» WHAT YOU SHOULD DO: Copy the lines exactly as they appear, starting with the first line of the records and ending with the line that contains "Practice step: pick out every instance of the field".

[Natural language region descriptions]
--- START ---
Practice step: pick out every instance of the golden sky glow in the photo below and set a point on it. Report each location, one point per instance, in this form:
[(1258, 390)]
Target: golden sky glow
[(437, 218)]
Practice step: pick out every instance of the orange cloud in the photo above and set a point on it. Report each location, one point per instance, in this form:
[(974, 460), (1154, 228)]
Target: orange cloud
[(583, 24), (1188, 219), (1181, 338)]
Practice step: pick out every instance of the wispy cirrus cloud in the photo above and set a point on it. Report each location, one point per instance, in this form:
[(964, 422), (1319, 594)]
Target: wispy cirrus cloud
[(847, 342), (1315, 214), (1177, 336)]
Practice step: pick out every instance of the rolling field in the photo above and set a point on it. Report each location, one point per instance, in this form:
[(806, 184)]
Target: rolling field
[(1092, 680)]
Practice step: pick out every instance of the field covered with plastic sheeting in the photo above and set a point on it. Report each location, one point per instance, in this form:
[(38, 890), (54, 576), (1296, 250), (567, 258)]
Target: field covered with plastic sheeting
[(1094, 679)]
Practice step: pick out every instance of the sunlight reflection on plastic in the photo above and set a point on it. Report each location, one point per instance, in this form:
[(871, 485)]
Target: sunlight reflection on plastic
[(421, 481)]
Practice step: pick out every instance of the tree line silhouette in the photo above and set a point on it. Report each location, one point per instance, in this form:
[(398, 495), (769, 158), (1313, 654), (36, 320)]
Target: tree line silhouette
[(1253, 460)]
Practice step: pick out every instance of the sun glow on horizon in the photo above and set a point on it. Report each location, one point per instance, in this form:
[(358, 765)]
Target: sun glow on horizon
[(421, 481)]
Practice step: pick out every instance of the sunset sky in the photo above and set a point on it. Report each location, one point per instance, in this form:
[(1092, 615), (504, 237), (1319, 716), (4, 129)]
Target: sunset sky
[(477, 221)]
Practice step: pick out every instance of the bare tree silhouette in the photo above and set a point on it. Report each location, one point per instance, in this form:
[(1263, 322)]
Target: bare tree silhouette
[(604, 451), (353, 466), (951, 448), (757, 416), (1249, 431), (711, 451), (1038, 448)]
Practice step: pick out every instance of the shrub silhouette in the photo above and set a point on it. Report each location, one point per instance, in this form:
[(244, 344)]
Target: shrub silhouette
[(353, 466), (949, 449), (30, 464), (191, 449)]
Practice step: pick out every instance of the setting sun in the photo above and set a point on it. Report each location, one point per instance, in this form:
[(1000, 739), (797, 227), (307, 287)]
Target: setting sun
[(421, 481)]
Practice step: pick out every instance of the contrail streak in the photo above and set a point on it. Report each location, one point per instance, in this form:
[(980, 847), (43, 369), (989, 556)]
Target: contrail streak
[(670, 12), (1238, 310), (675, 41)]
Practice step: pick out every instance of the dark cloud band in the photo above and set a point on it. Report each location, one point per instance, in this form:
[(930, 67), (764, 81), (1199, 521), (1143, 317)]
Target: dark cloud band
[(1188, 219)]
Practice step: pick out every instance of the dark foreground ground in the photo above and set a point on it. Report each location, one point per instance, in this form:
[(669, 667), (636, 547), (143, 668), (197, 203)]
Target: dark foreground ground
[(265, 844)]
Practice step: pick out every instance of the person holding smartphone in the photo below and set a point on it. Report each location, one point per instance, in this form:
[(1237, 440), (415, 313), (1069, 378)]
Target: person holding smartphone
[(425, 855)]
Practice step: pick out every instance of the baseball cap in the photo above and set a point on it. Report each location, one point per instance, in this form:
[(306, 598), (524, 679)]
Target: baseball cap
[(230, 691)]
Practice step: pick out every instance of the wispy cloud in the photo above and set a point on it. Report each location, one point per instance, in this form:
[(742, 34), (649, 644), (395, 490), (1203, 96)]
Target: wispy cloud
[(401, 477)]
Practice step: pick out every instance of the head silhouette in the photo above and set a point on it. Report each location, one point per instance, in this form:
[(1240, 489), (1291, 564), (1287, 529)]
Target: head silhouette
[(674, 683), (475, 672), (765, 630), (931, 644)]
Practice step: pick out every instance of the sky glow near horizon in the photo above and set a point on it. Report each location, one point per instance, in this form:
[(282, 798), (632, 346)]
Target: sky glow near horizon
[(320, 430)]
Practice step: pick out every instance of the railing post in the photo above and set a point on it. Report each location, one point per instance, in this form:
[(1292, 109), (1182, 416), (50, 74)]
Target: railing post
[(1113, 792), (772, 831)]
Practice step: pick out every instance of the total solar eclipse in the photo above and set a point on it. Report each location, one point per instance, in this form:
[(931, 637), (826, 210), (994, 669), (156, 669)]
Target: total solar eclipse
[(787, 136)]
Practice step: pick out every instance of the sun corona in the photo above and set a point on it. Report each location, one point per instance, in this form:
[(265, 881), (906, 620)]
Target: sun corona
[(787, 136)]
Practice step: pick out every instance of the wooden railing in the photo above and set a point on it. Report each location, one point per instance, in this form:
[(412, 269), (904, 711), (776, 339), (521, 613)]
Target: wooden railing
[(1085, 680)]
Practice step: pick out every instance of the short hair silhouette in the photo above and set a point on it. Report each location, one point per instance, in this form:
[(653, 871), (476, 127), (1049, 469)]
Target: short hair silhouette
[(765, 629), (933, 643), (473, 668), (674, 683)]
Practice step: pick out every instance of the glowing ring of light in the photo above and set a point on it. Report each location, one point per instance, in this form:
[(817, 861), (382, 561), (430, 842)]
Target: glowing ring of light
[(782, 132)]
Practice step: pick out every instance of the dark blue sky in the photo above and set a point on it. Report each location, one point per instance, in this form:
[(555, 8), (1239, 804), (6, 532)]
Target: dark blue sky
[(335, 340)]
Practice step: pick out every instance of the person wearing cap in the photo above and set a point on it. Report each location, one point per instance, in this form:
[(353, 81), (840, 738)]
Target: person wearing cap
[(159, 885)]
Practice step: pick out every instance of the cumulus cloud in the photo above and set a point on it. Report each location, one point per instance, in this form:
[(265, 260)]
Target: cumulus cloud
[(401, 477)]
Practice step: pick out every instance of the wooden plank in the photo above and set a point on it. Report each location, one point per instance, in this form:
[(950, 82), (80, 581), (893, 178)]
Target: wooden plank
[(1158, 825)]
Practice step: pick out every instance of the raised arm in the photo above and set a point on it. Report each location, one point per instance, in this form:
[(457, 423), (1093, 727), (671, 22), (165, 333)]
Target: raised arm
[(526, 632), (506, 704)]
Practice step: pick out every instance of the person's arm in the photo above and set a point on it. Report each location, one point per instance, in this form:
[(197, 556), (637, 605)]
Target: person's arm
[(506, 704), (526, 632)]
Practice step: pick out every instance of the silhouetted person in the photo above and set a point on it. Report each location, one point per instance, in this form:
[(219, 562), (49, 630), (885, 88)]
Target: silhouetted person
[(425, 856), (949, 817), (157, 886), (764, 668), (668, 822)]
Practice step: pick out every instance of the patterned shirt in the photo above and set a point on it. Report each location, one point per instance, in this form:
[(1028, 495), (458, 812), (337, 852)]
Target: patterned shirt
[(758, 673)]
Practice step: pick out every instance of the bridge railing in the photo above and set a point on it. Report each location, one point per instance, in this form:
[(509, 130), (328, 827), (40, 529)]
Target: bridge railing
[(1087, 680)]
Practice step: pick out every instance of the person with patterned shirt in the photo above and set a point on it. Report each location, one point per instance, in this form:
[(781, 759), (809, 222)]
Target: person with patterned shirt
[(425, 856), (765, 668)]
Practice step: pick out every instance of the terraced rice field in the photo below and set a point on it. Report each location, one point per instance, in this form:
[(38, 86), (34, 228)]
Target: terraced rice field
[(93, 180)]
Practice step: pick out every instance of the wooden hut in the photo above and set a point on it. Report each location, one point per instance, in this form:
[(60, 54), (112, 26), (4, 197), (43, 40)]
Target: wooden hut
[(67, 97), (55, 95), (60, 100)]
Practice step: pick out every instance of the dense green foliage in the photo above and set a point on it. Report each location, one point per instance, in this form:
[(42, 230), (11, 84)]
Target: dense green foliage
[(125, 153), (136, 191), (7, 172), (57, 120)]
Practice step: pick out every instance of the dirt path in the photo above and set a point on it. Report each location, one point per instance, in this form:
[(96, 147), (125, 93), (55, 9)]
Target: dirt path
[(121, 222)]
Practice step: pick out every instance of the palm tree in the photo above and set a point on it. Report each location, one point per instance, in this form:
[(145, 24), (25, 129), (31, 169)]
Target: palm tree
--- END ---
» EXERCISE RESULT:
Practice step: pick out every instance of the golden sky glow in the photo below and set a point on it. Report each location, one point per instance, in this form:
[(1258, 390)]
Target: golden sky glow
[(437, 218)]
Practice step: pick out every instance of the orange cloud in the photo above and set a point on it. Report each location, one point per instance, in this form:
[(974, 460), (1154, 228)]
Target: orange cloud
[(583, 24), (1188, 219), (1181, 338)]
Practice step: pick out every instance of the wispy cirrus cloud in the photo above and set a point on it. Report each location, one point per instance, in this form:
[(964, 422), (1319, 594)]
Target: wispy cirrus cloud
[(847, 342), (1315, 214), (1177, 336)]
Practice step: pick out every instance of the rolling field in the photo above and set a point on it. Report each location, one point per instance, in this form:
[(806, 184)]
Target: rolling field
[(1092, 680)]
Practice step: pick out every instance of the field covered with plastic sheeting in the photo above and set a point on it. Report each location, one point per instance, in this form:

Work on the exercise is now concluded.